TEXT TO READ |

Saturday, 16 October 2010

UK NUMBER ONES

HELLO
NUMBER ONES OF THE FIFTIES
NUMBER ONES OF THE SEVENTIES
NUMBER ONES OF THE EIGHTIES
NUMBER ONES OF THE NINETIES
NUMBER ONES OF THE 2000'S
GOODBYE

1969 Rolf Harris: Two Little Boys

Former UK Prime Minister Margaret Thatcher is renowned for many things, but pop punditry is not one of them. Nevertheless, of her few recorded pronouncements in this field, two appear within these pages. The first was 'Telstar', which she considered to be a 'rousing' tune, but she made the ultimate statement any music fan could make to Roy Plomley on 'Desert Island Discs' when she listed 'Two Little Boys' as her all time favourite song. How big a pinch of salt this could be taken with is debateable (and I'll ignore my own prejudices that usually regard Thatcher's approval of anything as the kiss of death), but clearly something within Morse and Madden's 1902 song struck a chord with her.

Originally made popular by Harry Lauder, 'Two Little Boys' is a fable of childhood friendship carried over into adulthood where a past kind act of a boy is reciprocated in later years by the man when the two go to war. After one is injured in battle, the other comes to his aid saying "Did you think I would leave you dying when there's room on my horse for two? Climb up here Joe, we'll soon be flying, I can go just as fast with two" - you can almost see the one time PM's head nodding in approval; mutual self help with no call on the state to lend a hand by paying disability benefits or providing funds for a new horse (and with the money saved probably used to fund tax breaks for horse breeders). Excellent.

ENTRIES |

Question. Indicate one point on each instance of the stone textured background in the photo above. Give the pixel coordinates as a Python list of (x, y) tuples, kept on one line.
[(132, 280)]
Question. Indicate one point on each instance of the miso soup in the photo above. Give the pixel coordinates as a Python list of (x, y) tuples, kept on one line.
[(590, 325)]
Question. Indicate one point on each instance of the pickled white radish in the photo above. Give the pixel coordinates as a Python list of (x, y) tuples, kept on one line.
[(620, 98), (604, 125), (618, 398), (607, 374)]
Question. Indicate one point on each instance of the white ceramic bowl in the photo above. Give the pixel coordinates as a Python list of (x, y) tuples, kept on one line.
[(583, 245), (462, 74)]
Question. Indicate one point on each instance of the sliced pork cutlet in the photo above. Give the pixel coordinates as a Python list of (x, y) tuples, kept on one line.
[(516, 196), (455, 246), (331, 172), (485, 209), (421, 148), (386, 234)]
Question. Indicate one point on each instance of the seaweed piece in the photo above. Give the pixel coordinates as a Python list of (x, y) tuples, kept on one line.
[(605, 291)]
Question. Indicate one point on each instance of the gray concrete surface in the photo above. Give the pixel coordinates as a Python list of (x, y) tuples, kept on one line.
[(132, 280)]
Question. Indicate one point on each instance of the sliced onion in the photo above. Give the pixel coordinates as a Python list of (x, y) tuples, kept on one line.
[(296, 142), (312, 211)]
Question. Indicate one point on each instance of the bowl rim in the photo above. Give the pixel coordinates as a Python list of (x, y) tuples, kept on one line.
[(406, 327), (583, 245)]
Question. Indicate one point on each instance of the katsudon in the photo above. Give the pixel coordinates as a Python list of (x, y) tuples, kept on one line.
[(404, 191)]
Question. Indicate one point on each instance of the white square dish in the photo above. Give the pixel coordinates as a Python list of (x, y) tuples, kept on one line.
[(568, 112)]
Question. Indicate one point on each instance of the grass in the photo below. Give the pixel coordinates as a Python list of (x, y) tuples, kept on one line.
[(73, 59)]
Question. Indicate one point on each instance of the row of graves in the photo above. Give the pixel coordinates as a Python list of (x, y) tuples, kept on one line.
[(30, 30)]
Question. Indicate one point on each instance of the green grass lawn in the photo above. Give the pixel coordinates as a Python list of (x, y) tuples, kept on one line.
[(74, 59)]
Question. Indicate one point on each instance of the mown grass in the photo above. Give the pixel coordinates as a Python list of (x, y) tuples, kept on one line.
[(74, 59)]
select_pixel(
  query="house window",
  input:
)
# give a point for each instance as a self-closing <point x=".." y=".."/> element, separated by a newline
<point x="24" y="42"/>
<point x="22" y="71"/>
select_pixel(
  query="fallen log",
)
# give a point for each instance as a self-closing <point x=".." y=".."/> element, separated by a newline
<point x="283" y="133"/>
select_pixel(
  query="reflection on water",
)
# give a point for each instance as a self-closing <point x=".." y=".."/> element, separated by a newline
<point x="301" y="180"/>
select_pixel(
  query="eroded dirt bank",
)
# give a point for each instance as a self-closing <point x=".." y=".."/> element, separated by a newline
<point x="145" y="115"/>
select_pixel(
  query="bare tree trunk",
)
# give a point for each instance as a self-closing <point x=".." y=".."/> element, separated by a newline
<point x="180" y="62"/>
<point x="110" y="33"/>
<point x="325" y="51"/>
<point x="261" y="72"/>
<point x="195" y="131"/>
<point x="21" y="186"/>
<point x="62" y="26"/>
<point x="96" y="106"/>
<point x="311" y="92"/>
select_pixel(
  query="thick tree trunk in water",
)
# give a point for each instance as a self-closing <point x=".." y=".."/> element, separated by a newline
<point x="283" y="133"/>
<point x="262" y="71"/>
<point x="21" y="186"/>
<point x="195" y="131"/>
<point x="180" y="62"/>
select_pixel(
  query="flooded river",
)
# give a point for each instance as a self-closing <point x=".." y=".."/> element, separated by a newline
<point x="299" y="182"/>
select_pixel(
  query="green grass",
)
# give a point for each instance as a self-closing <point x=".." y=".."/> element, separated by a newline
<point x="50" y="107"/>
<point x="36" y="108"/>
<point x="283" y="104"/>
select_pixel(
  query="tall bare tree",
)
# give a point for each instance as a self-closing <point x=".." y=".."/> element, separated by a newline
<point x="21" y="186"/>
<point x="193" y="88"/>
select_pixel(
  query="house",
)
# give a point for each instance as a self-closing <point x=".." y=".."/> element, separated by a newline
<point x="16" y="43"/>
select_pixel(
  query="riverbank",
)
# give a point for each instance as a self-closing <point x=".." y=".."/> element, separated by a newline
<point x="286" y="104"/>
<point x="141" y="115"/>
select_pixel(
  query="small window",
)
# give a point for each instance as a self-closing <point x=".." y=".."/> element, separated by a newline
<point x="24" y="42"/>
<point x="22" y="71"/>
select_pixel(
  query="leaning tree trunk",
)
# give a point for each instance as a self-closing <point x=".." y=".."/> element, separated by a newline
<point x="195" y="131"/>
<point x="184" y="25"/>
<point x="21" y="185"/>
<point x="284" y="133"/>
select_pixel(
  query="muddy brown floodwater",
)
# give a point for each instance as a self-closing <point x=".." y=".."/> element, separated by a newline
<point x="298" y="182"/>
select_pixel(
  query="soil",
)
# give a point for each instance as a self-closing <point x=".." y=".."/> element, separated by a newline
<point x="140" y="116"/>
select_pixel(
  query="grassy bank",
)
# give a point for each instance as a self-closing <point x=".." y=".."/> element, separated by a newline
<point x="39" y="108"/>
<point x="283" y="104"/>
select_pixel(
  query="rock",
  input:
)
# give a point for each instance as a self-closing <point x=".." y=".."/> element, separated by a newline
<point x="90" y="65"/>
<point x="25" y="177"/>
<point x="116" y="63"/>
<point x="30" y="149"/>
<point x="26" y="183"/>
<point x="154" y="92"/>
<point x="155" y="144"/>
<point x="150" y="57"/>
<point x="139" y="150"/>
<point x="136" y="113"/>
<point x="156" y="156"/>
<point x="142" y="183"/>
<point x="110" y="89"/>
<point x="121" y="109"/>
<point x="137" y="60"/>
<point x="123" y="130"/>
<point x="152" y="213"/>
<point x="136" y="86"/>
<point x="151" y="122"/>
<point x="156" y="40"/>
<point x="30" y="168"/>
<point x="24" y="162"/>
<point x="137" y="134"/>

EXERCISE SET |
a) Quote the blog post about "Two Little Boys" in full, word for word.
b) Pick out every line of the records that contains the word "window" and copy each one. Case counts.
The blog post and the records have nothing to do with each other.

SOLUTIONS TO THE PROBLEMS |
a)
Saturday, 16 October 2010

UK NUMBER ONES

HELLO
NUMBER ONES OF THE FIFTIES
NUMBER ONES OF THE SEVENTIES
NUMBER ONES OF THE EIGHTIES
NUMBER ONES OF THE NINETIES
NUMBER ONES OF THE 2000'S
GOODBYE

1969 Rolf Harris: Two Little Boys

Former UK Prime Minister Margaret Thatcher is renowned for many things, but pop punditry is not one of them. Nevertheless, of her few recorded pronouncements in this field, two appear within these pages. The first was 'Telstar', which she considered to be a 'rousing' tune, but she made the ultimate statement any music fan could make to Roy Plomley on 'Desert Island Discs' when she listed 'Two Little Boys' as her all time favourite song. How big a pinch of salt this could be taken with is debateable (and I'll ignore my own prejudices that usually regard Thatcher's approval of anything as the kiss of death), but clearly something within Morse and Madden's 1902 song struck a chord with her.

Originally made popular by Harry Lauder, 'Two Little Boys' is a fable of childhood friendship carried over into adulthood where a past kind act of a boy is reciprocated in later years by the man when the two go to war. After one is injured in battle, the other comes to his aid saying "Did you think I would leave you dying when there's room on my horse for two? Climb up here Joe, we'll soon be flying, I can go just as fast with two" - you can almost see the one time PM's head nodding in approval; mutual self help with no call on the state to lend a hand by paying disability benefits or providing funds for a new horse (and with the money saved probably used to fund tax breaks for horse breeders). Excellent.

b)
  query="house window",
  query="small window",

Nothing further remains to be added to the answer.